#### Objective:
Reproduce the data word for word, starting at the line that contains "Where can the bus wiper" and continuing through the end of the data. Omit the pictures from your answer.

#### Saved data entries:
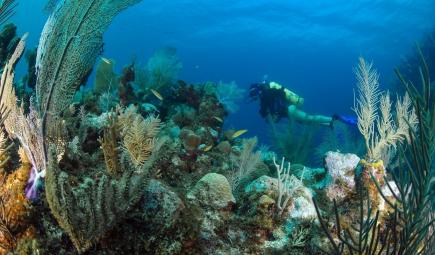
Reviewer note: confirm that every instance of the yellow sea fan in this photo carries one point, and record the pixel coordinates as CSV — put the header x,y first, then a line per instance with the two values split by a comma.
x,y
139,138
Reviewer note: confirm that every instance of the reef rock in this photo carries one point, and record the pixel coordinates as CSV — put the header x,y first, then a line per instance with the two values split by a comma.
x,y
162,206
264,185
212,190
341,167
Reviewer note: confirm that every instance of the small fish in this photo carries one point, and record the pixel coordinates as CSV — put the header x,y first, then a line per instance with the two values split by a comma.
x,y
105,60
157,94
208,148
218,119
239,133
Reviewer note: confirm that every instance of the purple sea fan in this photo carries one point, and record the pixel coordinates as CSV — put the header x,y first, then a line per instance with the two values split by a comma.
x,y
34,184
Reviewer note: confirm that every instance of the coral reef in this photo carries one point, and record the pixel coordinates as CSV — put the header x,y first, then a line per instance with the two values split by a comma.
x,y
142,164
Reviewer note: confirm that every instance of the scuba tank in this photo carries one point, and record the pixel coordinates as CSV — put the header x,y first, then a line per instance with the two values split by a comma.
x,y
292,97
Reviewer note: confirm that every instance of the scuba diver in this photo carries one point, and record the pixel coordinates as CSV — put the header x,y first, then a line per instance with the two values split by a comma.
x,y
279,102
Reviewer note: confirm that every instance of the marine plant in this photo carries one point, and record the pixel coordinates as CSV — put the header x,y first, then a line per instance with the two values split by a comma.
x,y
287,186
408,227
341,138
381,134
7,9
228,94
244,164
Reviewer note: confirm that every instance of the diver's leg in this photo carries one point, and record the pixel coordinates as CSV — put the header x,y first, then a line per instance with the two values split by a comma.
x,y
302,116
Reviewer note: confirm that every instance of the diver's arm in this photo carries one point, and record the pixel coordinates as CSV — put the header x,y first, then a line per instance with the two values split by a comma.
x,y
295,113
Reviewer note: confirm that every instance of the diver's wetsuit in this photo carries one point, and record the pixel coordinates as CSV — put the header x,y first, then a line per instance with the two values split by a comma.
x,y
279,102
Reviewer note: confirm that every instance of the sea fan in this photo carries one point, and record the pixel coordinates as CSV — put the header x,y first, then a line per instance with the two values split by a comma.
x,y
139,138
70,43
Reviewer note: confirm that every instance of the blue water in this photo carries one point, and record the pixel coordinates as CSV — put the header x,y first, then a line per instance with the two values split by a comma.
x,y
309,46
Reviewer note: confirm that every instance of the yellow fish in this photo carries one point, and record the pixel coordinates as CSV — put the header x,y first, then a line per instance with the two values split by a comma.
x,y
208,148
157,94
218,119
107,61
239,133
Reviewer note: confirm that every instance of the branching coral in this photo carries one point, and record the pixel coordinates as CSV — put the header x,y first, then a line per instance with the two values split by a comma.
x,y
7,10
130,133
14,206
70,43
25,128
245,163
287,186
87,211
380,133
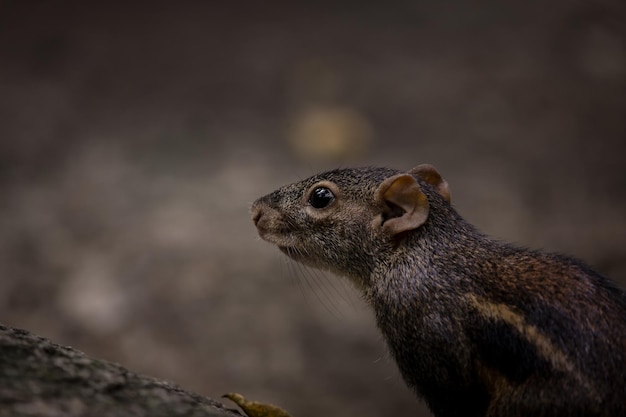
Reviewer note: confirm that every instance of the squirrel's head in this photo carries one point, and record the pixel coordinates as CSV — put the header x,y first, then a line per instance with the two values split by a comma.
x,y
344,220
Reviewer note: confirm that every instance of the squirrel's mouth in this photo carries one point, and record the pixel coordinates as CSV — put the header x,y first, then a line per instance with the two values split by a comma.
x,y
291,251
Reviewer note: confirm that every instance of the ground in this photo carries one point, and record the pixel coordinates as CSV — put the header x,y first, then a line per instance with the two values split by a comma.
x,y
134,137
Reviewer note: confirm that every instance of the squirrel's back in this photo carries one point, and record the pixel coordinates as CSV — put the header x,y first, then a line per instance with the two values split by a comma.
x,y
477,327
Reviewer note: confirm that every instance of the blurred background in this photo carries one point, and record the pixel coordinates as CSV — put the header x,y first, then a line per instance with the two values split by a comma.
x,y
135,135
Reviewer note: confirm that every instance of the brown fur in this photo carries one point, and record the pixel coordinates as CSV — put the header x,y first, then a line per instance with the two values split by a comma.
x,y
477,327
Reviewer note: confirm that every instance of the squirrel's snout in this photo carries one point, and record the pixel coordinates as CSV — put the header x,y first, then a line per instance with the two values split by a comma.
x,y
257,214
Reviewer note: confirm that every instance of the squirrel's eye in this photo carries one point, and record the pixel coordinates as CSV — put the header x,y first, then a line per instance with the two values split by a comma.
x,y
321,197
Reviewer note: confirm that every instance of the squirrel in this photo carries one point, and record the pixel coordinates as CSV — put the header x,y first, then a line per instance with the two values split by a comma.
x,y
476,327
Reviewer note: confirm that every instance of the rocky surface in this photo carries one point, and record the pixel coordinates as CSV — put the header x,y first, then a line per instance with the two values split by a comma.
x,y
133,138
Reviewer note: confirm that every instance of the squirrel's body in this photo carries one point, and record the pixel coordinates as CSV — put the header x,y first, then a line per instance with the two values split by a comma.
x,y
477,327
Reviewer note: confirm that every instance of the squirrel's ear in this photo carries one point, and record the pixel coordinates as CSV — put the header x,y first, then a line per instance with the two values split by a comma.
x,y
405,206
429,174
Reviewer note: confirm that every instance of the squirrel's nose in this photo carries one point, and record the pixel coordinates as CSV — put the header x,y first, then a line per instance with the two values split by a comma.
x,y
257,213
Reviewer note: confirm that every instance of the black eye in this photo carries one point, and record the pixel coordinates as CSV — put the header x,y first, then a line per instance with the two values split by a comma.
x,y
321,197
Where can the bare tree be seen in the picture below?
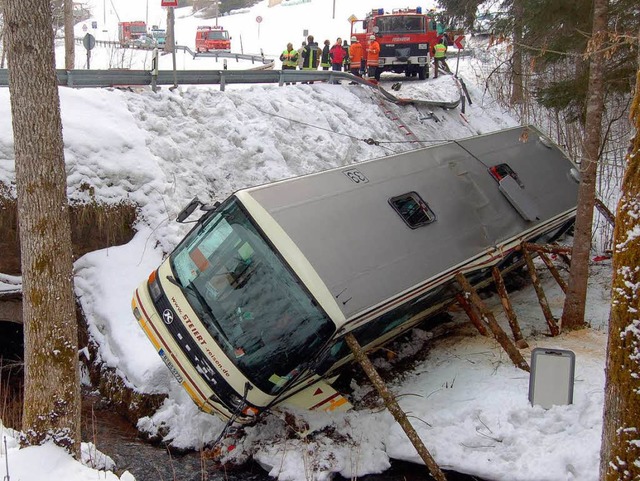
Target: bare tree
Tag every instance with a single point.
(51, 392)
(620, 449)
(574, 305)
(517, 88)
(69, 40)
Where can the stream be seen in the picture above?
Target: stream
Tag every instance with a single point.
(116, 437)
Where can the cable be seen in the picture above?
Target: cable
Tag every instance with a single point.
(368, 141)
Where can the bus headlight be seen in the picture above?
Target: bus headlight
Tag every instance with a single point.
(235, 401)
(154, 286)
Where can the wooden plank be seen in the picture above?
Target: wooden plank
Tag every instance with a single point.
(473, 315)
(508, 309)
(497, 331)
(542, 299)
(393, 407)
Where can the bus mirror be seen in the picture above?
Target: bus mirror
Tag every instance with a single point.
(188, 210)
(208, 207)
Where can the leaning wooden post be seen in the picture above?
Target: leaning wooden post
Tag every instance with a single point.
(546, 310)
(497, 331)
(473, 315)
(554, 271)
(508, 309)
(393, 407)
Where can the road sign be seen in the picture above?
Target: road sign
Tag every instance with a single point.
(89, 41)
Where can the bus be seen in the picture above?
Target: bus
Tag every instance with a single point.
(251, 308)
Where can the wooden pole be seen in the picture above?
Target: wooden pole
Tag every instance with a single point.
(605, 212)
(393, 407)
(554, 271)
(548, 248)
(473, 315)
(542, 299)
(508, 309)
(497, 331)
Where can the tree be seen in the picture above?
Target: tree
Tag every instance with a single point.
(51, 392)
(620, 449)
(574, 305)
(69, 40)
(517, 87)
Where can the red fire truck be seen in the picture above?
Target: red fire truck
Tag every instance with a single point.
(129, 32)
(406, 37)
(212, 38)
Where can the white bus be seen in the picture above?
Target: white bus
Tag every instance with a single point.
(250, 309)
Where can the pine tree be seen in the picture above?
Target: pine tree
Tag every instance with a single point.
(620, 449)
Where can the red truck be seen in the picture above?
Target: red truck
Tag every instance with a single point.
(129, 32)
(406, 37)
(212, 38)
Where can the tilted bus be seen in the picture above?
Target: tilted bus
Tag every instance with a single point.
(251, 308)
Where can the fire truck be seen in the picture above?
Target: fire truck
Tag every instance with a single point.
(406, 37)
(212, 38)
(129, 32)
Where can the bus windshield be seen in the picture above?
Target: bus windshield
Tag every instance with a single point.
(248, 299)
(218, 35)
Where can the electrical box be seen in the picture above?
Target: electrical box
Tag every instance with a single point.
(551, 377)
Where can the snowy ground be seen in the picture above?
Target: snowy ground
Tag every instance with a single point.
(468, 402)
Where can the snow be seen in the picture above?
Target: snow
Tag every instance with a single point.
(465, 398)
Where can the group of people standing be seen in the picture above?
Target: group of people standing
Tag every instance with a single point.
(339, 56)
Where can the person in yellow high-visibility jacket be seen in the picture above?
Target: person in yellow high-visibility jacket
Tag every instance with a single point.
(289, 59)
(439, 57)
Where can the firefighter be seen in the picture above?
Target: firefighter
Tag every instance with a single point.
(300, 59)
(310, 55)
(325, 58)
(373, 57)
(347, 60)
(337, 55)
(289, 59)
(439, 57)
(356, 56)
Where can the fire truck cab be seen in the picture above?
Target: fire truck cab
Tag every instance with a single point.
(406, 37)
(129, 32)
(212, 38)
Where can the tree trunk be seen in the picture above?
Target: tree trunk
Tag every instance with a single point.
(574, 304)
(620, 450)
(51, 392)
(69, 36)
(170, 40)
(517, 86)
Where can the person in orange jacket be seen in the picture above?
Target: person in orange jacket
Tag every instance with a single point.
(373, 57)
(356, 54)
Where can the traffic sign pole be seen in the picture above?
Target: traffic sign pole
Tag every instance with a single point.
(459, 43)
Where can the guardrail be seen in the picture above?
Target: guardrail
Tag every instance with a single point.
(121, 78)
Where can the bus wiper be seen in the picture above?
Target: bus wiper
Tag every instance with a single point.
(190, 287)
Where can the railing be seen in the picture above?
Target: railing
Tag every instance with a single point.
(120, 78)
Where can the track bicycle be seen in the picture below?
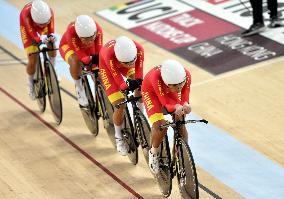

#### Answer to the exercise:
Where can the bus wiper be seen in the picture above?
Target: bus wiper
Tag every instance with a single point.
(190, 287)
Where can the railing be seen in the picture above?
Target: railing
Tag every instance with a single point.
(120, 78)
Where can the track bicycle be seen in the picture below?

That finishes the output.